* Task prompt:
All lines from the one with "Reviewer note: every instance of the stage" through the close of the records below are to be set down exactly, and no others.

* Extracted data entries:

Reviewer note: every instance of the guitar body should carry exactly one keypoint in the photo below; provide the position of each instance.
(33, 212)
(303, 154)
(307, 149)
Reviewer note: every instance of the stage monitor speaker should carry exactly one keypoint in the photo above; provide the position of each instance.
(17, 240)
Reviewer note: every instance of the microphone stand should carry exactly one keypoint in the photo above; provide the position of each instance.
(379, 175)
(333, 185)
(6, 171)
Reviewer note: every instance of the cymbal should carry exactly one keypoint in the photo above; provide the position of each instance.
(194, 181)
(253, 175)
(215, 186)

* Answer below:
Reviewer note: every instance of the stage monitor speaker should carry exactly one keypoint in the photo above; provide the position of each instance.
(17, 240)
Reviewer note: every instance of the microphone stand should carry exactly one keypoint in the photo above; provide the position of each instance.
(379, 175)
(333, 185)
(6, 171)
Reviewer note: every instance of the cymbal should carry exactly one keypoint in the photo above; provide the position of each instance.
(194, 181)
(253, 175)
(215, 186)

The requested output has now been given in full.